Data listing
• • • • • • •
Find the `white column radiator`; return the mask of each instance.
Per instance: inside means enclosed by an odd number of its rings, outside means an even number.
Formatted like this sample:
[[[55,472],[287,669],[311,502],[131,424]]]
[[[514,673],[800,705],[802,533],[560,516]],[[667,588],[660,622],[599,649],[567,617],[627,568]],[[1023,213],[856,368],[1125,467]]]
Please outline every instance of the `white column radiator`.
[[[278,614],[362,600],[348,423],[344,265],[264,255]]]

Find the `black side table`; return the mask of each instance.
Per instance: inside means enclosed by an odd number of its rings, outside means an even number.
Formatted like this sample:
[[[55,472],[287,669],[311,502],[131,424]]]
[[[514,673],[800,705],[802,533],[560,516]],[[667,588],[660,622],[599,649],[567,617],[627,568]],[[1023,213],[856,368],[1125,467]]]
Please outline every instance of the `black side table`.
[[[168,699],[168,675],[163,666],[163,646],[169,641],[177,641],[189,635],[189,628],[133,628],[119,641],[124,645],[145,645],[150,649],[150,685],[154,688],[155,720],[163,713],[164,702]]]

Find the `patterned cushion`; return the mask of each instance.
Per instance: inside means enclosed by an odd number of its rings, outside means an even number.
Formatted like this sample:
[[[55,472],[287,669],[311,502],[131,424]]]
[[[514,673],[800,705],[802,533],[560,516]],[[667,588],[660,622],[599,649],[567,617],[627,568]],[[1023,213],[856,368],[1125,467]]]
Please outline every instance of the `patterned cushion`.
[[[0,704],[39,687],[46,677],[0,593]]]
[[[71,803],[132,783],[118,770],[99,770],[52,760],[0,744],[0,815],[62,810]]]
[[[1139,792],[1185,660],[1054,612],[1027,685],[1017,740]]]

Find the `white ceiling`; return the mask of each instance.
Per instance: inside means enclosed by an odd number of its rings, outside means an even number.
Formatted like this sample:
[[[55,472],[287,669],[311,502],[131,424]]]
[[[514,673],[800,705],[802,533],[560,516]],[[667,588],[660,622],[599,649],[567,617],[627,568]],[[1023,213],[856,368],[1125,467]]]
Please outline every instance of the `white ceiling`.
• • • • • • •
Given instruction – Repeat the preceding lines exactly, please, every one of them.

Response below –
Find the `white column radiator`; return the mask of each instance.
Per instance: inside means enclosed by an odd number of its rings, outside means an even number.
Formatted like this sample:
[[[55,472],[287,669],[311,502],[131,424]]]
[[[514,673],[800,705],[802,533],[560,516]],[[667,588],[660,622],[599,649],[567,617],[627,568]],[[1023,213],[856,368],[1125,467]]]
Please outline every instance of the `white column radiator`.
[[[278,614],[362,600],[348,423],[344,265],[264,255]]]

Find the `black side table`; return the mask of each instance.
Per instance: inside means enclosed by an odd number of its rings, outside means an even number.
Formatted like this sample:
[[[55,472],[287,669],[311,502],[131,424]]]
[[[514,673],[800,705],[802,533],[560,516]],[[667,588],[660,622],[599,649],[567,617],[627,568]],[[1023,213],[856,368],[1125,467]]]
Please outline every instance of the `black side table`.
[[[168,699],[168,675],[163,666],[163,646],[169,641],[177,641],[189,635],[189,628],[133,628],[119,641],[124,645],[145,645],[150,649],[150,685],[154,688],[155,720],[163,713],[164,702]]]

Find the `patterned cushion`; return the mask of each instance.
Per instance: inside means enclosed by an odd number of its rings, outside means an even number.
Formatted like this sample:
[[[55,472],[287,669],[311,502],[131,424]]]
[[[514,673],[800,705],[802,533],[560,516]],[[667,588],[660,622],[599,649],[567,617],[627,568]],[[1023,213],[856,368],[1125,467]]]
Please outline every instance of the `patterned cushion`.
[[[0,704],[39,687],[46,677],[0,593]]]
[[[71,803],[132,783],[118,770],[99,770],[52,760],[0,744],[0,815],[62,810]]]
[[[1139,792],[1185,660],[1054,612],[1027,685],[1017,740]]]

Find the `white ceiling`; return the mask of each instance.
Per instance: inside means enclosed by an odd number of its rings, outside means an even number.
Formatted like this sample:
[[[55,472],[287,669],[311,502],[131,424]]]
[[[514,673],[800,705],[802,533],[560,516]],[[667,588],[660,622],[599,649],[567,617],[627,568]],[[1023,213],[856,368],[1125,467]]]
Please outline every instance of the `white ceiling`.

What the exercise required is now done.